» **Prompt**: Render the lines below as a numbered list, omitting blank lines and excluding the pictures.

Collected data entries

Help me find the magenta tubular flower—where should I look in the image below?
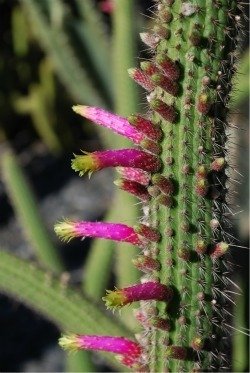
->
[59,334,142,367]
[72,149,161,176]
[73,105,145,145]
[55,221,144,246]
[116,167,150,186]
[128,114,162,141]
[102,281,173,309]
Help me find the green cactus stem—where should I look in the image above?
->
[56,0,241,372]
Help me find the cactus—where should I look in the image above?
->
[56,0,244,372]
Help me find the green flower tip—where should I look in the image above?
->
[54,221,76,242]
[71,153,98,177]
[72,105,88,117]
[58,334,79,352]
[102,290,126,311]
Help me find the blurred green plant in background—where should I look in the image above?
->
[0,0,249,372]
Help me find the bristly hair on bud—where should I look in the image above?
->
[55,221,144,247]
[149,98,177,123]
[102,281,173,310]
[59,334,142,367]
[156,54,180,80]
[128,68,155,92]
[210,242,229,259]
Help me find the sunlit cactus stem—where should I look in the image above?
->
[56,0,241,372]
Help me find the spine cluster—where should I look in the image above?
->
[55,0,240,372]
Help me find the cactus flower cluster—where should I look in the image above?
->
[55,0,240,372]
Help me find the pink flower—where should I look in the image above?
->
[128,114,162,141]
[55,221,145,246]
[72,149,161,176]
[59,334,142,367]
[72,105,145,145]
[102,281,173,309]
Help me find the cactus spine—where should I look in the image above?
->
[57,0,240,372]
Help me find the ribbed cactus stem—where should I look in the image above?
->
[56,0,240,372]
[137,0,236,372]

» **The output**:
1. Help me find the magenta tubular flower—where should I look in the image below?
2. ->
3. [59,334,142,367]
4. [72,149,161,176]
5. [73,105,145,145]
6. [55,221,144,246]
7. [116,167,150,186]
8. [128,114,162,141]
9. [102,281,173,309]
10. Help me find the green cactus stem—where should I look in the image above?
11. ->
12. [56,0,241,372]
13. Help me find the cactus—where should I look in the image above?
14. ->
15. [56,0,244,372]
16. Help me find the green flower tip—where should I look in the image above?
17. ->
18. [54,221,76,242]
19. [71,153,98,177]
20. [72,105,88,117]
21. [58,334,79,352]
22. [102,290,126,311]
23. Help me find the blurred green plant in background—where should I look in the image above?
24. ->
25. [0,0,249,372]
26. Help me find the bristly hair on bud—where should I look in the image above?
27. ->
28. [55,221,144,247]
29. [149,98,177,123]
30. [102,281,173,310]
31. [59,334,142,367]
32. [156,54,180,80]
33. [128,68,155,92]
34. [210,242,229,259]
35. Help me find the sunlit cactus stem—where should I look in the image above?
36. ->
37. [56,0,241,372]
38. Help me find the spine cluster—where should I look in the image above?
39. ->
40. [55,0,240,372]
41. Help me find the cactus flower cluster—where should I look in the image above?
42. ->
43. [55,0,240,372]
44. Help me find the pink flower—where should I look in the image above?
45. ->
46. [128,114,162,141]
47. [55,221,145,246]
48. [72,149,161,176]
49. [59,334,142,367]
50. [72,105,145,145]
51. [102,281,173,309]
52. Help me find the cactus spine—where should I look in the image above?
53. ->
54. [57,0,240,372]
55. Help me find the ribbed cactus stem—where should I look in the image above?
56. ->
57. [56,0,240,372]
58. [137,0,236,372]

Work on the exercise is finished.